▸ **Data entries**
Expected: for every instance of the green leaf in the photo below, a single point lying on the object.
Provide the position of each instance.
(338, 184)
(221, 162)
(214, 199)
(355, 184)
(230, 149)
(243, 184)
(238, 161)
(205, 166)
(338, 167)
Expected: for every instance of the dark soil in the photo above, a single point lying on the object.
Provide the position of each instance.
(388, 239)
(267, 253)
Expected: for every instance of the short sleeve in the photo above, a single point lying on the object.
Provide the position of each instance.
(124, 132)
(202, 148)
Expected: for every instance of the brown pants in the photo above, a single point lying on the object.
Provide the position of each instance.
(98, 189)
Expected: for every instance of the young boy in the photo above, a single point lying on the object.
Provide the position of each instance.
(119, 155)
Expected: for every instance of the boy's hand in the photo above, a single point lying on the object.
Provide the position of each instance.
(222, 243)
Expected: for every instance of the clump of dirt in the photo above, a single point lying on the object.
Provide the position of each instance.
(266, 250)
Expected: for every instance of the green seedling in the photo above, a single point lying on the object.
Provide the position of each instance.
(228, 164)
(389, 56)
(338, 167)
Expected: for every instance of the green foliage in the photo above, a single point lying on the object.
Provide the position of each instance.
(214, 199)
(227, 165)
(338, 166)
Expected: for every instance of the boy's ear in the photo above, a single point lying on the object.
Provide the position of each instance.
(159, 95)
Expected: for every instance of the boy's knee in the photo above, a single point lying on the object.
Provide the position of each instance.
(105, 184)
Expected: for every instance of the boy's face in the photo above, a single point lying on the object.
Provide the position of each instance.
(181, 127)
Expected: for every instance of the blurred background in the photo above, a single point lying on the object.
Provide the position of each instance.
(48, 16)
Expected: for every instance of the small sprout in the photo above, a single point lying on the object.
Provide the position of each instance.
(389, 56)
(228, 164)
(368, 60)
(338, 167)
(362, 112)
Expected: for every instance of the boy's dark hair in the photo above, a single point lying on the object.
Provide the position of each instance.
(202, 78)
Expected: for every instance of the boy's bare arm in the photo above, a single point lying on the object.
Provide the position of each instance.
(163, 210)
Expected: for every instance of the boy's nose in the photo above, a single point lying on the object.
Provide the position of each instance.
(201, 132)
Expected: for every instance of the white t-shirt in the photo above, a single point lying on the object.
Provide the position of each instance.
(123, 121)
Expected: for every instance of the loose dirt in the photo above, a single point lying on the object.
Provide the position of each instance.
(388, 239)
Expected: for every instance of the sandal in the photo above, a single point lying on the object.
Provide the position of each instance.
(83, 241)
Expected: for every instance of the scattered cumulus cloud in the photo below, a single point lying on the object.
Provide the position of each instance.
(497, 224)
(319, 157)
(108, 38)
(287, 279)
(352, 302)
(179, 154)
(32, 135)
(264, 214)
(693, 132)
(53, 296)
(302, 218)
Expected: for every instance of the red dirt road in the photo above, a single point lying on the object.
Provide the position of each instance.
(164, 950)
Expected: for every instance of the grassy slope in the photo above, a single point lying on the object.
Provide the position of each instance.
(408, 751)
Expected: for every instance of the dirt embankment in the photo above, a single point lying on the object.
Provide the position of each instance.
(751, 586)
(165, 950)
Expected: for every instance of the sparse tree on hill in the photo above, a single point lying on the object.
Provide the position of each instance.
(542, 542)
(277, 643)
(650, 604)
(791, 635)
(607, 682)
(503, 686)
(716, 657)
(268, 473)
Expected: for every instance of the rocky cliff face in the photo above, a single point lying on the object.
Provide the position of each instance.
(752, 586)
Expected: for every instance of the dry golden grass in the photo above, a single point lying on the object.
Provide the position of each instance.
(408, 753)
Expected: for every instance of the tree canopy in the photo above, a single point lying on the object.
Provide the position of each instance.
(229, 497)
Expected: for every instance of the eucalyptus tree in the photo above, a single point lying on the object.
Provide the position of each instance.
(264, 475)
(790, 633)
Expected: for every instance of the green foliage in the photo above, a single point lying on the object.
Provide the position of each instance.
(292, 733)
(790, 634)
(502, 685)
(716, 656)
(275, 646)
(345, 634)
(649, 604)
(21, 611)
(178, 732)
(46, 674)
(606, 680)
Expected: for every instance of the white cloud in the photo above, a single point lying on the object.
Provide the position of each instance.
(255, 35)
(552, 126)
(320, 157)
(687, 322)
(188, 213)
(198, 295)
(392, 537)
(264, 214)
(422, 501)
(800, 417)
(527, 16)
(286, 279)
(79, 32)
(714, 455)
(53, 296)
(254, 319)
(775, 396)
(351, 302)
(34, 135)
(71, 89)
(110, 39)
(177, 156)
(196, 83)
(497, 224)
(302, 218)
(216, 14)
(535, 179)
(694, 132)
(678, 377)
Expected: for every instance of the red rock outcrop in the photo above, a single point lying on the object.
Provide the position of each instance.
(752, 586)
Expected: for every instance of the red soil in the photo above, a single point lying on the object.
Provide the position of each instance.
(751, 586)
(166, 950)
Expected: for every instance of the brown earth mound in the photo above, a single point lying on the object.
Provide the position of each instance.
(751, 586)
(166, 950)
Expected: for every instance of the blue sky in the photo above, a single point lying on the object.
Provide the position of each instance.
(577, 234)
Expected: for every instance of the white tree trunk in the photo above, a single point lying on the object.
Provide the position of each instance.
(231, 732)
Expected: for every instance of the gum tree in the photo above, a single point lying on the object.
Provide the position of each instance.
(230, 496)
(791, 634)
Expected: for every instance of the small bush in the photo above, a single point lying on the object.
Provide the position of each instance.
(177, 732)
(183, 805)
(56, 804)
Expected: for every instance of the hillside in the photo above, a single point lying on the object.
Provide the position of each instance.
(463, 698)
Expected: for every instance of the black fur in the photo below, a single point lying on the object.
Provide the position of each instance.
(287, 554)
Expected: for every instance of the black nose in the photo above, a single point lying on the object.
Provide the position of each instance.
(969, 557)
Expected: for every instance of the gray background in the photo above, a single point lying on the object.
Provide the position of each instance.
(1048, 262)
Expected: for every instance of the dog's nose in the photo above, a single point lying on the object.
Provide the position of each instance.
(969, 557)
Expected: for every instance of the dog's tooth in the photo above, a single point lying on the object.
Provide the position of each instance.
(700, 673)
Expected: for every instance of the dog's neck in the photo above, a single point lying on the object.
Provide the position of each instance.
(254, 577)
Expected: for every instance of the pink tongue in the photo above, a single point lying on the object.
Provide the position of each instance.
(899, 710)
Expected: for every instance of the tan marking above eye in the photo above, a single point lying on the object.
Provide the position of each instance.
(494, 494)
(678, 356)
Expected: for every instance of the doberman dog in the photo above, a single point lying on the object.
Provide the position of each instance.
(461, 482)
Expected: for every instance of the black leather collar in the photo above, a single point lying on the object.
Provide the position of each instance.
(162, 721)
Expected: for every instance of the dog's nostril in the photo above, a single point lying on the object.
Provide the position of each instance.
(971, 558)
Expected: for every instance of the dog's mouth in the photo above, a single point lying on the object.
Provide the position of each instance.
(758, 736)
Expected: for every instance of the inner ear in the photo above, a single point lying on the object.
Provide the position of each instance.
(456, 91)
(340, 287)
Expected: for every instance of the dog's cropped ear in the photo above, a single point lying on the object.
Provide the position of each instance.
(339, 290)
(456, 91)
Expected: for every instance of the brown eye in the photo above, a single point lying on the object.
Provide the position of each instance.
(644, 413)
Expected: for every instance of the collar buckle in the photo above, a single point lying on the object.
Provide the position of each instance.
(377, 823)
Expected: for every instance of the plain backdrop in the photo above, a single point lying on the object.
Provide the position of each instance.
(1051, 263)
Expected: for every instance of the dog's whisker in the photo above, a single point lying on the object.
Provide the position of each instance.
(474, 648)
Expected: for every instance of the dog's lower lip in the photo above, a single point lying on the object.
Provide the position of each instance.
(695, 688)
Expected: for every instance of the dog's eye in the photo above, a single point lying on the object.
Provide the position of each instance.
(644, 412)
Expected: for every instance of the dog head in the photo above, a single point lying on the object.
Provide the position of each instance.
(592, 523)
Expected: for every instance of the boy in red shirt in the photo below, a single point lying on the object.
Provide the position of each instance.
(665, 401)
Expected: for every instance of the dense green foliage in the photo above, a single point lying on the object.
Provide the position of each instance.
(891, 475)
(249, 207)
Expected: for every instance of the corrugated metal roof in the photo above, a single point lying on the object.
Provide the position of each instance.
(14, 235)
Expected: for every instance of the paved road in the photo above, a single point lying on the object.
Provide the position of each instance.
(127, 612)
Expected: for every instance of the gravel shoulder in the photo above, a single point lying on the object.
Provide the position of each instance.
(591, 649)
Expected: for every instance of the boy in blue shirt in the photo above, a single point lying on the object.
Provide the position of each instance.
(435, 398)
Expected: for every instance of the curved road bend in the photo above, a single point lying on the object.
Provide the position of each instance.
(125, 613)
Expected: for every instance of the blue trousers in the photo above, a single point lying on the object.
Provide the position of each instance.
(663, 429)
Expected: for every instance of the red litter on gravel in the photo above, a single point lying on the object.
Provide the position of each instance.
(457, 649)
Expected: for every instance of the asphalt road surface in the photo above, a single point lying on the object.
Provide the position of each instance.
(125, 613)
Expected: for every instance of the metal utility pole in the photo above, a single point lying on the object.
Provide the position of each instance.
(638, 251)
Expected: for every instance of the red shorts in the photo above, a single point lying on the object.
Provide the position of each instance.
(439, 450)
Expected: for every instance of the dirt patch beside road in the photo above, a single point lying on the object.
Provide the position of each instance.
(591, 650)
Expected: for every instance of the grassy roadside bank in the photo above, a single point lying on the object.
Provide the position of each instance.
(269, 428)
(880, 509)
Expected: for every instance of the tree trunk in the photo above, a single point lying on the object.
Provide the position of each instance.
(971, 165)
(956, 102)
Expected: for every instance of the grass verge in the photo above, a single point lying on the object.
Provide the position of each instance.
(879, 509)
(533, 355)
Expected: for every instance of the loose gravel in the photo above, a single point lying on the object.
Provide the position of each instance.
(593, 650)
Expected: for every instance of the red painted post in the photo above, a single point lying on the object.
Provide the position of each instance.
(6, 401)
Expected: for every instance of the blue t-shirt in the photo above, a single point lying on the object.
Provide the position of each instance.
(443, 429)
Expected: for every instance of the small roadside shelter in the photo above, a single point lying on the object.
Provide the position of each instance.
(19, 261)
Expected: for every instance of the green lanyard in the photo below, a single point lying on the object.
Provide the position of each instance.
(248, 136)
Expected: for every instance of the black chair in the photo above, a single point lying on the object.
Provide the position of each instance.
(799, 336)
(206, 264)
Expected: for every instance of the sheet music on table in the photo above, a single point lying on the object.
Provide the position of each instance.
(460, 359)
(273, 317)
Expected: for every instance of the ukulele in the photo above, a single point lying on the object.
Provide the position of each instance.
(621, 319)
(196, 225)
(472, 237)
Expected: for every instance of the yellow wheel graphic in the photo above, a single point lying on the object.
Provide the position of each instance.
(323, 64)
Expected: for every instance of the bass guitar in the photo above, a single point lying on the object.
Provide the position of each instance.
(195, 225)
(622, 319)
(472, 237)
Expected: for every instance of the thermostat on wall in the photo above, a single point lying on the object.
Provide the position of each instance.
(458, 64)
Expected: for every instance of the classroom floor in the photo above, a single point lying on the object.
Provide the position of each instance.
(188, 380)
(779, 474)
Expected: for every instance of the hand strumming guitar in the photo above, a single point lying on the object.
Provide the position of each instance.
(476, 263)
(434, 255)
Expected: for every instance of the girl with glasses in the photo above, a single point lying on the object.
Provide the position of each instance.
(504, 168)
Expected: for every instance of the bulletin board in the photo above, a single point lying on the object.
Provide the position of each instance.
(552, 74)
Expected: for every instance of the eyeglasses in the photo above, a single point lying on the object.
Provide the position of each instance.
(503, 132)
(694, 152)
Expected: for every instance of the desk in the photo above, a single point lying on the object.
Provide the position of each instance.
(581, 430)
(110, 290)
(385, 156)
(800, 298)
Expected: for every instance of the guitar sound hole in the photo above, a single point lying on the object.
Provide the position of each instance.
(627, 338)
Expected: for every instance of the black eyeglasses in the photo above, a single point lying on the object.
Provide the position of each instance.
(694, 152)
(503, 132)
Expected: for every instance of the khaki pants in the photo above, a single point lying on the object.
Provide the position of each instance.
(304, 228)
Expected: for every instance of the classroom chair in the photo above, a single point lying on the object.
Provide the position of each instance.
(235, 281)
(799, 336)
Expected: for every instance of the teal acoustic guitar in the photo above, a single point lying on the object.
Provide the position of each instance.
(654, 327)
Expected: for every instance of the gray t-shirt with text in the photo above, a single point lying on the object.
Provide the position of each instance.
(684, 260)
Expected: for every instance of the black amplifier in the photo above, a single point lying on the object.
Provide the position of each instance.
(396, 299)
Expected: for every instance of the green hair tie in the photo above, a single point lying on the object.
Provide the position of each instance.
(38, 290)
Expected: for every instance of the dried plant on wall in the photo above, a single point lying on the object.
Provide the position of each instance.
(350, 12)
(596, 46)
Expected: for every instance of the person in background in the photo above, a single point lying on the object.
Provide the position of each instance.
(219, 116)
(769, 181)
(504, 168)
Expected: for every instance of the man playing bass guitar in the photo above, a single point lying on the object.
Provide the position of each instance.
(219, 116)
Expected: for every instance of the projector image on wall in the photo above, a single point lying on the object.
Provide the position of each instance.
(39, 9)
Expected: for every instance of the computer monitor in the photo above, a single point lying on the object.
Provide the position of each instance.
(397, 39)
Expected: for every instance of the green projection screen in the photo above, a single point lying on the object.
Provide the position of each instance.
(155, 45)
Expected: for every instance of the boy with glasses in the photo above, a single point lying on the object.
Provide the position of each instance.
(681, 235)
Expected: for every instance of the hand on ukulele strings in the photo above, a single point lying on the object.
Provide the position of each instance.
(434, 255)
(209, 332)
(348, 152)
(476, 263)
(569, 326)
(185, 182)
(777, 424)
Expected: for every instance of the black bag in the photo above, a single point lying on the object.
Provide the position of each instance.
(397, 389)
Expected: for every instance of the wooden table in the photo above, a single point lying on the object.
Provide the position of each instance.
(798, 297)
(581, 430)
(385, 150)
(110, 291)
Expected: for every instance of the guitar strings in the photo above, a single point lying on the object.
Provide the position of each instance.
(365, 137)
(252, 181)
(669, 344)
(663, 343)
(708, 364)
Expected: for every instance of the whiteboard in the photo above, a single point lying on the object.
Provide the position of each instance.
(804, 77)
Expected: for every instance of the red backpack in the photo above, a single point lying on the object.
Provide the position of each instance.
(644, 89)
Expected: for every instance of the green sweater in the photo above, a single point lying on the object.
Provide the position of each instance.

▸ **TO DO**
Please copy out everything from the line containing "Expected: for every instance of the black bag" down through the end of the records, requests included. Increase each point coordinate in the answers by 123.

▸ **COMPLETED EXERCISE**
Expected: for every instance of the black bag in the photo above, a single point lying on the object.
Provide the position of each instance.
(520, 512)
Expected: for every instance of the wooden table in the photo above, a single point lying on the object.
Provide the position of each instance.
(921, 420)
(704, 553)
(508, 273)
(233, 414)
Expected: for every instance of the guitar strings in the photo above, a single point lying on the object.
Provide the position of each instance.
(488, 260)
(375, 304)
(792, 467)
(786, 466)
(831, 487)
Expected: for every instance of the whiteboard in the photo above, a single point lying on the object.
Provide the position of each instance.
(927, 200)
Expected: for every instance of the red backpack in the photo above, a single point lying on the object.
Provide the position of each instance.
(767, 212)
Expected: for every instance of the green sweater in the photo above, a single point lying on the object.
Provide the position of each instance.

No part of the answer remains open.